───── EXCERPT ─────

The transcript and court order show that the court did not solely consider the best interest of the child test. The court also cited the Doney decision and apparently felt that appellant, to gain custody, must show that the natural father was unfit. However, the court went on to apply the best interest of the child test and stated:

“The Court considering all factors such as the interaction and interrelationship of [C.G.] with his natural parent, his siblings, and others who have already significantly affected his life, finds as a matter of law, that it is in the best interests of [C.G.] to be with his natural father, there being no substantial proof that he would be unfit. Further, to delay [C.G.’s] transfer for an indefinite period of *123time to the custody of his natural father perhaps would not be in [C.G.’s] best interests.”

Thus, while initially the court applied the wrong standard (from Doney), ultimately the court applied the best interest of the child test. Therefore, we hold that the court did not commit reversible error in determining custody of the child.

The second issue is whether the court properly awarded custody to the father under the best interest of the child test. The standard of review is clear.

“The responsibility of deciding custody is a delicate one which is lodged with the district court. The judge hearing oral testimony in such a controversy has a superior advantage in determining the same, and his decision ought not to be disturbed except on a clear showing of abuse of discretion. [Citing cases.]”

───── DATASET EXTRACT ─────

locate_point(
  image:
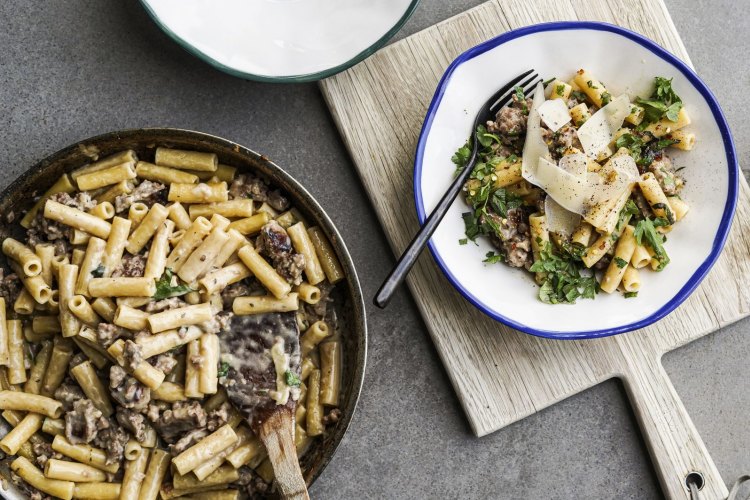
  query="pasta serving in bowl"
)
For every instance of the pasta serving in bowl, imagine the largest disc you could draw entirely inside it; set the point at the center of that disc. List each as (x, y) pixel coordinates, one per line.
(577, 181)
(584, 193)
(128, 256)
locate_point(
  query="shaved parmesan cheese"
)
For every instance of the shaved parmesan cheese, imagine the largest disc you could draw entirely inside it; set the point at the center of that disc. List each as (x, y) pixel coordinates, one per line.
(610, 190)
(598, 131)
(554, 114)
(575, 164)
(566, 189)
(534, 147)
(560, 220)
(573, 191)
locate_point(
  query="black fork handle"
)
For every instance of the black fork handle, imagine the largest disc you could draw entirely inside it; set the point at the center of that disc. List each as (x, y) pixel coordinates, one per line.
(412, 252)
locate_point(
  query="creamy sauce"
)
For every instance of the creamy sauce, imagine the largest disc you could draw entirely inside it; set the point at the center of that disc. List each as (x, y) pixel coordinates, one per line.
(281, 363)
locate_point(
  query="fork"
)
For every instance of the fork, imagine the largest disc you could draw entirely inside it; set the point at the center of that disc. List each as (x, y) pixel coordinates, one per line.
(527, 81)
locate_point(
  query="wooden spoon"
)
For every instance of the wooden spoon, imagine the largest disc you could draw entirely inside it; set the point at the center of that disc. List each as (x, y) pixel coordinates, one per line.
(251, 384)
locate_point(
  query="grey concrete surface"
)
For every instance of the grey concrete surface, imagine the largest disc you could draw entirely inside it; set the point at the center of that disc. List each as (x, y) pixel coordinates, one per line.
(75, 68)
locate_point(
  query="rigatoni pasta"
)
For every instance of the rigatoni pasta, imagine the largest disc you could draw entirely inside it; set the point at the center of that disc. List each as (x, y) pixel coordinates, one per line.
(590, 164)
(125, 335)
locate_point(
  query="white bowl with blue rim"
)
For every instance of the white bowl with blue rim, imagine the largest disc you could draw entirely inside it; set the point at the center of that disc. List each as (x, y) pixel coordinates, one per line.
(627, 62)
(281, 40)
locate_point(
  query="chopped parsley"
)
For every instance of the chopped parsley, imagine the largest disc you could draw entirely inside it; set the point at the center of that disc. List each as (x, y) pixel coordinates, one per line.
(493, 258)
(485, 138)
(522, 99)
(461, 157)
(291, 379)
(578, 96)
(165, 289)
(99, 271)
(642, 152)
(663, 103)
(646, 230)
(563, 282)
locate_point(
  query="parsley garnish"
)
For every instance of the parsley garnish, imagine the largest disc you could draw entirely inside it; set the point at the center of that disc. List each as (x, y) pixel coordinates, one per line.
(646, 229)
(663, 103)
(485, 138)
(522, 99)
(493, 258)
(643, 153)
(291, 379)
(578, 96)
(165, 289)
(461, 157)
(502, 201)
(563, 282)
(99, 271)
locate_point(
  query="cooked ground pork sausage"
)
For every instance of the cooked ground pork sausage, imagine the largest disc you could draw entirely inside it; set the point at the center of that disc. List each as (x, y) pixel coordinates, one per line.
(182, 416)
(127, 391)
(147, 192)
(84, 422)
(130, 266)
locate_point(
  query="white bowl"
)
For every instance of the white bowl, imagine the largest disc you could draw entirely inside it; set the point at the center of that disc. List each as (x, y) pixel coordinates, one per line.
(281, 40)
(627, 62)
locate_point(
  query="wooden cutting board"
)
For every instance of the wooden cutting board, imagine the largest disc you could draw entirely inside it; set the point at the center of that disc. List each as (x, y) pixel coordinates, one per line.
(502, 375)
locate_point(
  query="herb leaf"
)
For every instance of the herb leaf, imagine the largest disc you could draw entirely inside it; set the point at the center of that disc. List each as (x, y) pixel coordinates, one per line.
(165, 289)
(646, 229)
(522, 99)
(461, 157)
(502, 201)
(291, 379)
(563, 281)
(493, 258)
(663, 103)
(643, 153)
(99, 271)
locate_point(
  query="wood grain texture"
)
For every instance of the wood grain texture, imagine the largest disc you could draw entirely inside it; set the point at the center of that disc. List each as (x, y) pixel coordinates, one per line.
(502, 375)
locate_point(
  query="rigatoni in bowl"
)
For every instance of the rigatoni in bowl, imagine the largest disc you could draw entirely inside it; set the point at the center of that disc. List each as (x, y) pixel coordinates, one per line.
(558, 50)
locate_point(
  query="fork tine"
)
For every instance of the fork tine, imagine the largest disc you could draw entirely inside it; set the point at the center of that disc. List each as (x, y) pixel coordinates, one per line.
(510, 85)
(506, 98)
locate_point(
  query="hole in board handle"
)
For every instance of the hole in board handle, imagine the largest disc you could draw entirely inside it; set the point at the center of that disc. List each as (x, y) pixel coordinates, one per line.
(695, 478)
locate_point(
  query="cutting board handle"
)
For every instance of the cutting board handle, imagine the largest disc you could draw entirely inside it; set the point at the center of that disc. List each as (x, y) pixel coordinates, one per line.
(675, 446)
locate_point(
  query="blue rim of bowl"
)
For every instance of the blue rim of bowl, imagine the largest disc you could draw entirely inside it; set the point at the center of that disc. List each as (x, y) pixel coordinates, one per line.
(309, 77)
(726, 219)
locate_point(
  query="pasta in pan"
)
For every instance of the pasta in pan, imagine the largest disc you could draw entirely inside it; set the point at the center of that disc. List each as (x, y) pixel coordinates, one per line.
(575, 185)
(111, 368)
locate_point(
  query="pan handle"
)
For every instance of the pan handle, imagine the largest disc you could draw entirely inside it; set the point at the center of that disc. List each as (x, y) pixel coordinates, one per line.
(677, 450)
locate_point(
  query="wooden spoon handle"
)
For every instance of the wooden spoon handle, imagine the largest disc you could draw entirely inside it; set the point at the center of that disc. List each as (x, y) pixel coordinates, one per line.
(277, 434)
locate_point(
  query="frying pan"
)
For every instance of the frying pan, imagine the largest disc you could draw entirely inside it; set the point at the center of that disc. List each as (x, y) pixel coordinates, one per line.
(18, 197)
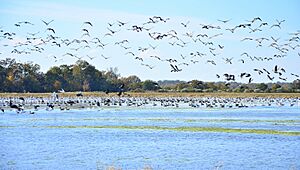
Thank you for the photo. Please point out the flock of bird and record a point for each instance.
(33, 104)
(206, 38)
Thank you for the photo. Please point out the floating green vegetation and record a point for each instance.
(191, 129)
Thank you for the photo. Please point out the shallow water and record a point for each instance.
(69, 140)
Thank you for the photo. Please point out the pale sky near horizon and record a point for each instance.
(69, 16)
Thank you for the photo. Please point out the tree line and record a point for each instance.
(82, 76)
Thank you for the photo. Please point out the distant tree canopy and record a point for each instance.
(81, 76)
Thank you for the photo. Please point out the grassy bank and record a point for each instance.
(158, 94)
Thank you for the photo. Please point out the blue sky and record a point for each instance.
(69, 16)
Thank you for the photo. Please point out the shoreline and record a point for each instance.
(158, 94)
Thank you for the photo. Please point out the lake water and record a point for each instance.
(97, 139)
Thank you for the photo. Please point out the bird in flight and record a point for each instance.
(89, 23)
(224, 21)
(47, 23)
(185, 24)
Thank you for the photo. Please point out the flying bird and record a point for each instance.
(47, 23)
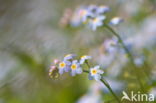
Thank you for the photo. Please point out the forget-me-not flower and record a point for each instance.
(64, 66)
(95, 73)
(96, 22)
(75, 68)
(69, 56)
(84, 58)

─────

Copy out the court opinion excerpt on child custody word for word, in full. The rows have nothing to do with this.

> **TASK RESPONSE**:
The transcript and court order show that the court did not solely consider the best interest of the child test. The court also cited the Doney decision and apparently felt that appellant, to gain custody, must show that the natural father was unfit. However, the court went on to apply the best interest of the child test and stated:

“The Court considering all factors such as the interaction and interrelationship of [C.G.] with his natural parent, his siblings, and others who have already significantly affected his life, finds as a matter of law, that it is in the best interests of [C.G.] to be with his natural father, there being no substantial proof that he would be unfit. Further, to delay [C.G.’s] transfer for an indefinite period of *123time to the custody of his natural father perhaps would not be in [C.G.’s] best interests.”

Thus, while initially the court applied the wrong standard (from Doney), ultimately the court applied the best interest of the child test. Therefore, we hold that the court did not commit reversible error in determining custody of the child.

The second issue is whether the court properly awarded custody to the father under the best interest of the child test. The standard of review is clear.

“The responsibility of deciding custody is a delicate one which is lodged with the district court. The judge hearing oral testimony in such a controversy has a superior advantage in determining the same, and his decision ought not to be disturbed except on a clear showing of abuse of discretion. [Citing cases.]”